Text provided:
---------------

The following article was written by former PETA intern and current vegan fashion finder Jared Misner.

During the first month of school, hallways are notoriously transformed into miniature runways, where summer fashions become fall’s fashion forwards. But really, any time is a good time to make your feet look good. And as Labor Day is left behind and autumn signals the return of worldwide fashion weeks, treat yourself to your own fashion week. I’ll do the shopping. All you have to do is cough up the cash and actually get up and go get a pair (or three) of these vegan kicks. Sneakers sans skins for men are some of the easiest shoes to find as companies realize that the demand for cruelty-free footwear continues to grow.

When sneakers this nice are this easy to find, there is no excuse to support the leather industry—an industry that every year brutally slaughters 1 billion cows, including some cows who are skinned alive or dismembered while they are still conscious.

---------------

Items:
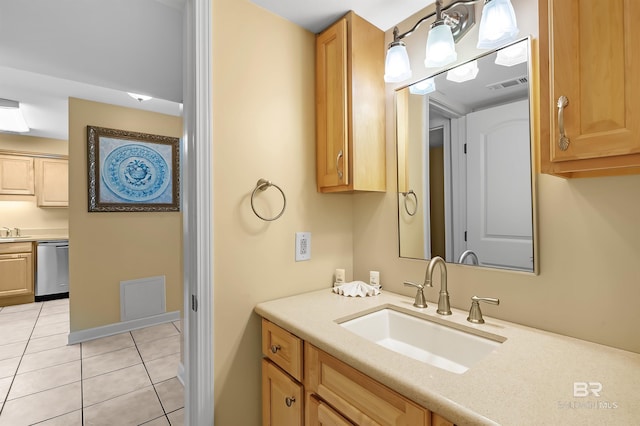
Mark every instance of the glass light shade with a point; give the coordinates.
(498, 24)
(464, 72)
(441, 50)
(512, 55)
(11, 120)
(423, 87)
(396, 65)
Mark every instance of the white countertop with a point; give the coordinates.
(529, 379)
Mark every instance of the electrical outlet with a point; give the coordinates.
(303, 246)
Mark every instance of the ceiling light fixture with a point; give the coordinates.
(451, 24)
(11, 119)
(138, 97)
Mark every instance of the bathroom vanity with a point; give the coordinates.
(317, 369)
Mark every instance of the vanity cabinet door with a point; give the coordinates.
(350, 110)
(358, 397)
(16, 175)
(590, 56)
(282, 397)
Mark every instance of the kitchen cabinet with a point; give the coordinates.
(334, 393)
(16, 273)
(350, 109)
(589, 56)
(16, 175)
(52, 182)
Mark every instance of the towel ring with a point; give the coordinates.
(262, 185)
(406, 207)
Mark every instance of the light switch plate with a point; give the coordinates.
(303, 246)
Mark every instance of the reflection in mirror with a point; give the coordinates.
(465, 163)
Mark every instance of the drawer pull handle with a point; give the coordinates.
(563, 140)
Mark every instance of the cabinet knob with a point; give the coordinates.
(340, 172)
(563, 140)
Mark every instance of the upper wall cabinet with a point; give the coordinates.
(350, 107)
(590, 87)
(52, 182)
(16, 175)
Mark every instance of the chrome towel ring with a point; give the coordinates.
(262, 185)
(406, 207)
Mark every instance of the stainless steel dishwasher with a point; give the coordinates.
(52, 270)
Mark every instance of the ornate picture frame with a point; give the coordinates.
(132, 172)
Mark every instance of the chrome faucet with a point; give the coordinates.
(443, 300)
(470, 254)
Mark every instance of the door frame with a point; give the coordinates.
(197, 210)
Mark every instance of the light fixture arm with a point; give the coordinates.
(440, 11)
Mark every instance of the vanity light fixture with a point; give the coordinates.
(423, 87)
(138, 97)
(452, 22)
(11, 119)
(497, 27)
(498, 24)
(464, 72)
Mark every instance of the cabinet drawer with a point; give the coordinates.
(318, 413)
(21, 247)
(281, 397)
(360, 398)
(284, 348)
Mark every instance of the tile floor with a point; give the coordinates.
(126, 379)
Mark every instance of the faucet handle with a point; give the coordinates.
(419, 301)
(475, 314)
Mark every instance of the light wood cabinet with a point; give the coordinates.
(320, 413)
(357, 396)
(350, 109)
(52, 177)
(282, 397)
(327, 392)
(16, 273)
(589, 55)
(16, 175)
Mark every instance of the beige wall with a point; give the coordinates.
(264, 127)
(589, 246)
(106, 248)
(23, 211)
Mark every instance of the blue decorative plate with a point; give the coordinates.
(135, 173)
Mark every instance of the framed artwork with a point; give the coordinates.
(132, 172)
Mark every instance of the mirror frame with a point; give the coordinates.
(534, 136)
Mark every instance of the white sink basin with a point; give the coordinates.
(422, 339)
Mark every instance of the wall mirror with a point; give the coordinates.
(465, 181)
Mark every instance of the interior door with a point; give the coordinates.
(498, 186)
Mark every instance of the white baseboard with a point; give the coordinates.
(180, 374)
(121, 327)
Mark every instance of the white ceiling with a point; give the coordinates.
(98, 49)
(91, 49)
(316, 15)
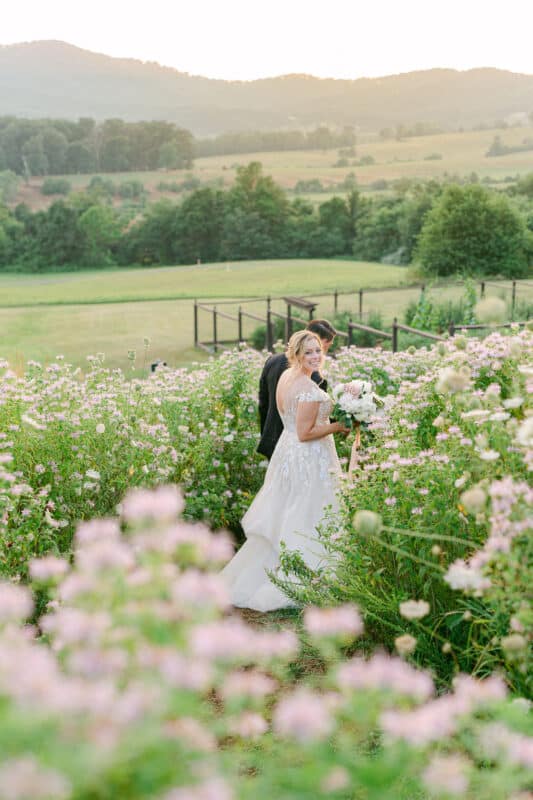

---------------

Carry on the piece about vegan sneakers for men, starting right after its final sentence.

Written response:
If you like to inspire double-takes, check out the following:


Adidas Mega Torsion RVI:$80

Van’s TRI Binding Authentic: $42

Or do you prefer the classic look?

Adidas Nizza Hi: $50

Keds Champion: $50
 

Skaters, wake up. Here are the shoes for you:

Etnies Barge: $60

Etnies Devine Mid: $70

 

And hipsters, here are the shoes to fit your fancy. I have two pairs of Chuck Taylors kickin’ it in my closet, so this might be a slightly personal endorsement. 


Keds Stripes Chukka: $39.95 (sale price)

Converse All Star Vintage Wash: $50

Which style of sneakers do you prefer for telling everyone that you won’t tolerate cows being killed for “fashion”? Eye-catching or classic? Let me know in a comment below!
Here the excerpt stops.